• **Using the information**:
1. For each statement about the RTF exploit analysis below, say yes or no according to whether it agrees with the text, and quote the deciding words. (a) RTFScan recognized an OLE document followed by object data. (b) Inspecting the file with a hex editor turned up a sequence of 0x90 bytes. (c) RTFScan is part of OfficeMalScanner.
2. Pick up the RTF exploit analysis below after its last sentence and continue writing it.

• **Exercise text**:
★ ★ ★ ★ ★ ★ ★
Exploit

There are some nice tutorials about malicious Office documents around the web, but as far as I’ve seen so far I dealt an unusual method to hide the shellcode. Great tools like OfficeMalScanner and others are unable to handle this particular scenario, so here is the story of my adventure inside this RTF file.

Header of the malicious file

The first bytes of the file tells me something about the content. It’s a common header for a RTF file document. First of all I tried using RTFScan (which is part of OfficeMalScanner) without luck. The scanner tool is able to recognize an OLE document followed by an object data but it fails to retrieve a possible shellcode from it.

I rapidly decided to put my hands inside the file inspecting the content of the document with an hex editor. The aim of the analysis is to find the shellcode which is executed once the exploit occurs. Looking at the bytes sequence I tried to locate some clues (i.e. a sequence of 0x90 bytes), but I failed miserably. Seems like there’s no trace of particular piece of code resembling a shellcode.
★ ★ ★ ★ ★ ★ ★
• **Extracted information**:
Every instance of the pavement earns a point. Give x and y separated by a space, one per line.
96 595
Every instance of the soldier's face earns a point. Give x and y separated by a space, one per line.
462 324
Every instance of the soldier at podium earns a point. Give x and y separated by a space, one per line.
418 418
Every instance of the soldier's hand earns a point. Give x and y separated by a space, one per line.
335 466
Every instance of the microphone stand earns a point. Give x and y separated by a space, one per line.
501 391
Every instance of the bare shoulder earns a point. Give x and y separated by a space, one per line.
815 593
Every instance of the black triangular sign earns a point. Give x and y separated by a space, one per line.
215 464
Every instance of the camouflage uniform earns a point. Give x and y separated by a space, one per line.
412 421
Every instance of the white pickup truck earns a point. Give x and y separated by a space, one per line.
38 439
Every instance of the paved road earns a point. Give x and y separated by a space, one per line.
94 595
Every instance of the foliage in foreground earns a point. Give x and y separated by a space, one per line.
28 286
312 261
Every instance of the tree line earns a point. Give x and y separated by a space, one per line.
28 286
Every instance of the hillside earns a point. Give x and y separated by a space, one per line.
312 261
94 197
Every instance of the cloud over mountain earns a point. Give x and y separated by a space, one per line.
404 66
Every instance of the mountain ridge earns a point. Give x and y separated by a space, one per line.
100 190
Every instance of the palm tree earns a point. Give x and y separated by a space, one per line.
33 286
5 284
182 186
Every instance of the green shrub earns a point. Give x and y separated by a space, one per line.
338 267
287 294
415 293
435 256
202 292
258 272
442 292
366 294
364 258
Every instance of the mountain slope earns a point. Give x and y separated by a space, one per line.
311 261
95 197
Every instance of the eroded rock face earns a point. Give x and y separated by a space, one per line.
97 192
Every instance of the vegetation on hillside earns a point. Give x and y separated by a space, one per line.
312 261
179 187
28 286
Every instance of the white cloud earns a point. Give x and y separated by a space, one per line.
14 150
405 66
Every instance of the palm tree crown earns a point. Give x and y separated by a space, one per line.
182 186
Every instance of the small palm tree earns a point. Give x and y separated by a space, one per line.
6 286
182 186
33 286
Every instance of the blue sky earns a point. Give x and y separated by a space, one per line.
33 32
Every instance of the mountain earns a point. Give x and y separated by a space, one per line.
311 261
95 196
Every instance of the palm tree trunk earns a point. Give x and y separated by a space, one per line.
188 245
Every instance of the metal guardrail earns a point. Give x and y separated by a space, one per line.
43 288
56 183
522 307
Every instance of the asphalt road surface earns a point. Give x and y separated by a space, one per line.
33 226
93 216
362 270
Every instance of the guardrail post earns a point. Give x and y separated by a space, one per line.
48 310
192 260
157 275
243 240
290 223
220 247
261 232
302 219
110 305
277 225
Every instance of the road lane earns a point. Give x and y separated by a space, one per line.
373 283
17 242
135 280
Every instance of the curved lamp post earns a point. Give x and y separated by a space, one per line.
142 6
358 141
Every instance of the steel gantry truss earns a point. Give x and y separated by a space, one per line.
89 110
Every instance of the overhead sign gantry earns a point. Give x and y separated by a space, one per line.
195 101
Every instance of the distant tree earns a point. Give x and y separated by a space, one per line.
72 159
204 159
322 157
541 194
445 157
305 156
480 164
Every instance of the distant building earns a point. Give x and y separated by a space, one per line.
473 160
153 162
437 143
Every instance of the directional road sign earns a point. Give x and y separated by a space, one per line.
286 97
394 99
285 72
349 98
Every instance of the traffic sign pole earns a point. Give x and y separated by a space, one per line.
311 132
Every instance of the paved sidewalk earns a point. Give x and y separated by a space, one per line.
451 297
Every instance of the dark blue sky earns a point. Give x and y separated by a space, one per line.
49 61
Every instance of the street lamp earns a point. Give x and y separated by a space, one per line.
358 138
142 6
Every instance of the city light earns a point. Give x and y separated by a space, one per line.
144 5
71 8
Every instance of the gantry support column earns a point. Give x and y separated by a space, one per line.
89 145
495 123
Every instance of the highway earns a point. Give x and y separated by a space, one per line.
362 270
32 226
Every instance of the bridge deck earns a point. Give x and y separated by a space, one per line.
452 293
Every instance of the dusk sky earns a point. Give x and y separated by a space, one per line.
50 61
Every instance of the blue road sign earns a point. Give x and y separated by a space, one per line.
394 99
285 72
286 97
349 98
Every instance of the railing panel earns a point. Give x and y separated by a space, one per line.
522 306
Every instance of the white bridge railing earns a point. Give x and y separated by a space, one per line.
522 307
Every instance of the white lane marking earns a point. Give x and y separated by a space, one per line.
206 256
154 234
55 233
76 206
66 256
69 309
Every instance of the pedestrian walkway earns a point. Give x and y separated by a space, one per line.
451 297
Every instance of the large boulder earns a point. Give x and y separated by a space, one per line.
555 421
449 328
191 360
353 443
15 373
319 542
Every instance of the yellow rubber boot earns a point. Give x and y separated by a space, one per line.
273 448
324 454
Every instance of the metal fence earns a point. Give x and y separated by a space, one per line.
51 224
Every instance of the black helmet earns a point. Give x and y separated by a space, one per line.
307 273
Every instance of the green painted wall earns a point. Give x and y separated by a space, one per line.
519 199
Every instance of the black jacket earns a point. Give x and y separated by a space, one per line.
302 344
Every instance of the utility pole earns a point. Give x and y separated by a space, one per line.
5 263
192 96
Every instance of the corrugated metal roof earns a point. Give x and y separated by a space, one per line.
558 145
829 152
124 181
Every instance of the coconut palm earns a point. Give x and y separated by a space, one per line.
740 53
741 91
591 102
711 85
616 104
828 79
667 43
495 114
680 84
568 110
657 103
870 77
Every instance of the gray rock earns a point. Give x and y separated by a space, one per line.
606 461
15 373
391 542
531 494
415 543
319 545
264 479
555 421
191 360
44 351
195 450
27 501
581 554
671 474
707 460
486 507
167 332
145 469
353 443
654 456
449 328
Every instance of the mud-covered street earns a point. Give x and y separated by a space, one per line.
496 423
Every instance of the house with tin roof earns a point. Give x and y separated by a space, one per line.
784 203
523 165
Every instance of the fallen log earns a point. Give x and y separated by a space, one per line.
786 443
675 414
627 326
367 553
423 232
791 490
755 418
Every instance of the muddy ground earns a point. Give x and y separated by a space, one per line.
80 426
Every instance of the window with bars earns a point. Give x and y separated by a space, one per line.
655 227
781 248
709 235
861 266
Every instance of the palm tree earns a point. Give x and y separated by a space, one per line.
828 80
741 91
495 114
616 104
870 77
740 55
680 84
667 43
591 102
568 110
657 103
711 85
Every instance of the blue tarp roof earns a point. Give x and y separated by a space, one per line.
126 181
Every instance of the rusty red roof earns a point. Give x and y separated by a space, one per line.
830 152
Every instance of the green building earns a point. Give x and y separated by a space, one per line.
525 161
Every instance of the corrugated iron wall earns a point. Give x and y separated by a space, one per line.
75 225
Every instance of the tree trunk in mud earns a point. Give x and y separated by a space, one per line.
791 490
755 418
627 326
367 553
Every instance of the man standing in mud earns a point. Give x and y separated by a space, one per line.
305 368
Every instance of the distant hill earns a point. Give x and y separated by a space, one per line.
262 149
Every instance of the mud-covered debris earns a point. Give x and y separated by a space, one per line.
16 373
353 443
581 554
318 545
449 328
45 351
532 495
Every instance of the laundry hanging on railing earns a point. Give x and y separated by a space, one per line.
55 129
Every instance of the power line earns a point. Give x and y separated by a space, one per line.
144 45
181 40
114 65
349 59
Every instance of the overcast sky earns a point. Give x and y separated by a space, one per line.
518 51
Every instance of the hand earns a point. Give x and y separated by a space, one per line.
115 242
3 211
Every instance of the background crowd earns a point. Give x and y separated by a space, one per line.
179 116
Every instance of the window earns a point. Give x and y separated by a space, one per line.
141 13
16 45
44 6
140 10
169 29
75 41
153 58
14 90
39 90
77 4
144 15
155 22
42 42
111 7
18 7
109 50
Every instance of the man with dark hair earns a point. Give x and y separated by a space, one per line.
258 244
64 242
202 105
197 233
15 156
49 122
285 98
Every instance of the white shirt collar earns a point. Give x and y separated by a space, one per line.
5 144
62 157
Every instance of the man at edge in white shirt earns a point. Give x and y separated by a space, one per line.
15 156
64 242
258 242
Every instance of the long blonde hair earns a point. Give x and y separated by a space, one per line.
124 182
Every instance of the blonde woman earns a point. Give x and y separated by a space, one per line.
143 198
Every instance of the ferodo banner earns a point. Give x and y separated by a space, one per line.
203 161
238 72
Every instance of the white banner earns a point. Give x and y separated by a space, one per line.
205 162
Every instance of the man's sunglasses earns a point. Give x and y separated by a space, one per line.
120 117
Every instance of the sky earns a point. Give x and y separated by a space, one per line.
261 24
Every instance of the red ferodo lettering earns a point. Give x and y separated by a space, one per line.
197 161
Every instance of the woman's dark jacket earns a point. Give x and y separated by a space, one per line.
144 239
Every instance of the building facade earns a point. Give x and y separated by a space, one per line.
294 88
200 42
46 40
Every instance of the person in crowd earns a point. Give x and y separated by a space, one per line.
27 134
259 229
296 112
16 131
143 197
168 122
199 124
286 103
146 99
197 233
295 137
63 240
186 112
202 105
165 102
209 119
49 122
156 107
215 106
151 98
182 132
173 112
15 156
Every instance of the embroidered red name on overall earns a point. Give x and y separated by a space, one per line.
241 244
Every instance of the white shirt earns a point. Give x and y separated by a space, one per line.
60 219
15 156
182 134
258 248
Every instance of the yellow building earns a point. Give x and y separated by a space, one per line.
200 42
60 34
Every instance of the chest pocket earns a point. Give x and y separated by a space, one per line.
★ ★ ★ ★ ★ ★ ★
• **Per-task outputs**:
1.
(a) Yes: "The scanner tool is able to recognize an OLE document followed by an object data"
(b) No: "I tried to locate some clues (i.e. a sequence of 0x90 bytes), but I failed miserably"
(c) Yes: "RTFScan (which is part of OfficeMalScanner)"

2.
Shellcode should be visible and not encrypted
Taking in mind this concept I started to cut some parts from the RTF file; the idea was to isolate blocks of bytes, in this way it should be easier to recognize the shellcode. I started cutting the header of the file and all the parts containing sequence of strings, they probably don’t represent executable code:

I can remove this sequence of chars

Doing so the size of the file has been reduced a lot but there are still many bytes to check so I decided to proceed investigating around the OLE definition, you can easily locate it searching for D0 CF 11 E0 bytes sequence.

OLE Compound File signature

Some bytes below I reached the objdata definition, it contains the exploit type:

Exploit type: cve-2012-0158

Converting the sequence “4D53436F6D63746C4C69622E4C697374566965774374” to byte sequence you’ll get the string “MSComctlLib.ListViewCt”. I’m almost sure the exploit takes advantage of an old vulnerability in mscomctl.ocx (cve-2012-0158) to execute arbitrary code but as far as I remember it should be “MSComctlLib.ListViewCtrl.2“, where are the other letters? I need ‘r’, ‘l’, ‘.’ and ‘2’.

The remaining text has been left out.